DESCRIPTION OF THE TASK :: Reproduce the material below with "keypoint" renamed to "marker" wherever it occurs, keeping everything else unchanged. Leave the pictures out of your answer.

Point placement records:

(begin)

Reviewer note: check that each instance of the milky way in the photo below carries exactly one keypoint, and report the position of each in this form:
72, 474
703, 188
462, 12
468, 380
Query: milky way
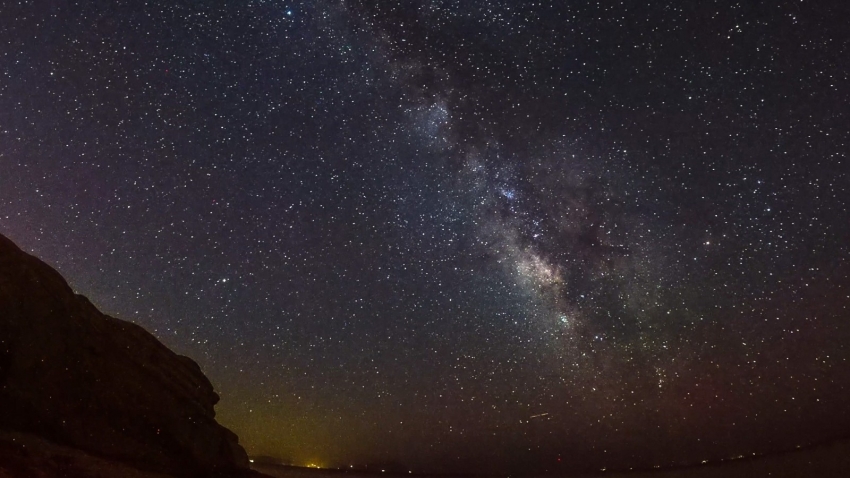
455, 235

(end)

FINISHED ANSWER ::
Reviewer note: check that each instance of the milky way in the photo below carries exactly one marker, and report the position of each in this form:
72, 474
703, 188
462, 12
468, 380
Query: milky way
455, 235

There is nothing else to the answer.